## [Exercice proposé 1]
Restituez à l'identique le passage de la critique du livre de Jean Ziegler, tout ce qui va de « On tue Ben Barka, qui » jusqu'à « ONU des oubliés. ».
## [Exercice proposé 2]
Prolongez la critique de La Haine de l'Occident, de Jean Ziegler, à partir de l'endroit où elle s'arrête.

+++ Texte fourni +++

Ils sont fatigants ces gens qui vous mettent sous le nez toute la misère du monde. Surtout que dans la misère, nous y sommes aussi, ou bientôt. Quand on est en train de pester contre une bavette un peu trop dure et que la télé montre un enfant un peu trop maigre, un peu trop noir, on zappe. Ce qu’il y a de bien avec le bouquin de Jean Ziegler c’est qu’on ne peut en effacer le contenu, si vous mettez les yeux dedans, vous êtes foutu, vous allez jusqu’au bout.

Ce livre est révolutionnaire, il dit la vérité

Et vous voilà vous levant la nuit pour acheter des couteaux, des fusils, prêts à casser la gueule de tout ce qui dirige la planète, aux maîtres de monde. Attention quand même, les chasseurs d’ultra gauche étant actuellement en battue, votre guérilla personnelle exige la possession d’un exemplaire du Code pénal, un pyjama pour aller en prison et le téléphone de Vergès. Espérons, pour soulager la tension qui règne en France, que notre MAM va faire interdire le livre de Ziegler, La Haine de l’Occident. Elle aurait raison, ce bouquin est révolutionnaire, il dit la vérité. Sa vérité au « Nord » qui, quatre siècle après l’invention de la traite des noirs, continue son esclavage par un autre moyen : la sauvagerie du capitalisme. Vous allez me dire que je déraille, que j’écris comme Georges Marchais en 1970… Vous avez raison, mais quand l’horreur est géante, les mots sont faibles, rares et petits.

Ziegler, ce révolté qui est l’honneur de la Suisse, l’envers des coffres forts, commence son bouquin par rappeler, comme le dirait Sarkochner, « le devoir de mémoire ». Dès le premier round, le sociologue de Genève nous balance du Sartre dans la gueule : «  Pour aimer les hommes il faut détester fortement ce qui les opprime ». Avions-nous mérité cela, une leçon de ce génie qui ne s’est jamais rendu compte, de 1939 à 44, que l’Allemagne occupait la France ? Passons. En matière d’amour et connaissance de l’humanité, Ziegler vaut mieux que Sartre, et même que BHL ce qui est dire beaucoup.

On tue Ben Barka, qui travaille à l’ONU des oubliés

La mémoire et son devoir (je déteste ces mots collés qui sentent le Marek Halter) commence aux Croisades. Pour notre professeur, c’est alors que ce monde qui n’est pas encore baptisé Sud, prend la haine de l’Occident. Et le dossier ne s’arrange pas. Traite des noirs, colonisation, massacres de l’indigène qualifié « d’animal », pillage des ressources. On a l’impression de savoir tout cela mais la force du rappel est dans le détail. Celui-ci : pour détruire l’industrie textile en Inde qu’elle occupe, le Royaume Uni coupe les doigts des tisserands. Plus facile ensuite de vendre du drap d’Edimbourg ou de Glasgow. Et les tentatives de révolte de tous ces gueux sont vaines, éradiquées, même l’organisation des pays opprimés, par exemple la Tricontinentale, est impossible, on va tuer Ben Barka alors qu’il travaillait à cette ONU des oubliés.

+++ Jeu de données +++

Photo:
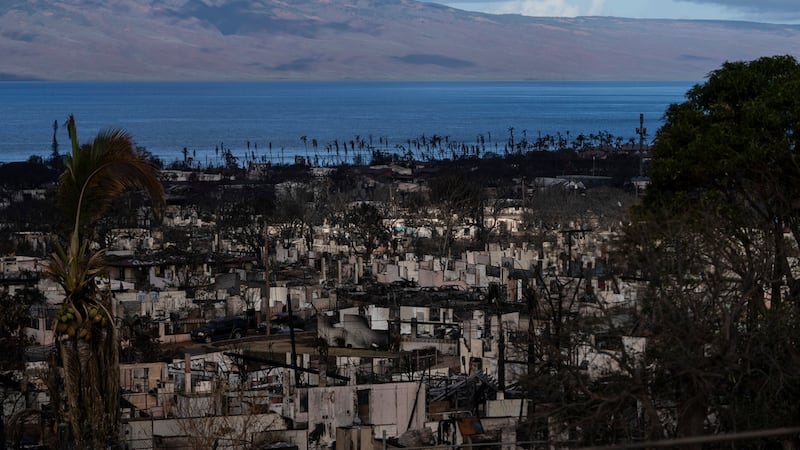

+++

## [Réponse finale 1]
On tue Ben Barka, qui travaille à l’ONU des oubliés

La mémoire et son devoir (je déteste ces mots collés qui sentent le Marek Halter) commence aux Croisades. Pour notre professeur, c’est alors que ce monde qui n’est pas encore baptisé Sud, prend la haine de l’Occident. Et le dossier ne s’arrange pas. Traite des noirs, colonisation, massacres de l’indigène qualifié « d’animal », pillage des ressources. On a l’impression de savoir tout cela mais la force du rappel est dans le détail. Celui-ci : pour détruire l’industrie textile en Inde qu’elle occupe, le Royaume Uni coupe les doigts des tisserands. Plus facile ensuite de vendre du drap d’Edimbourg ou de Glasgow. Et les tentatives de révolte de tous ces gueux sont vaines, éradiquées, même l’organisation des pays opprimés, par exemple la Tricontinentale, est impossible, on va tuer Ben Barka alors qu’il travaillait à cette ONU des oubliés.

## [Réponse finale 2]
Ziegler nous rappelle la théorie de Maurice Halbwachs, disciple de Durkheim et spécialiste de la « mémoire collective » mort à Buchenwald : après l’horreur d’un choc la société évacue l’évènement au plus profond d’elle-même. Ainsi, ce n’est qu’après plus de vingt ans d’oubli que la réalité de l’Holocauste occupera nos consciences. A partir de cette période, les yeux des hommes s’ouvrent enfin sur tous les massacres du monde. Et l’anthropologue Alfred Métraux peut écrire : «  Sans Auschwitz, les européens n’auraient jamais su ce qu’ils avaient fait aux Africains ». L’heure est donc venue de rendre des comptes, ce que Sarkozy et son papa Guaino, auteur du « discours de Dakar » décalé jusqu’à l’injure, n’ont pas compris.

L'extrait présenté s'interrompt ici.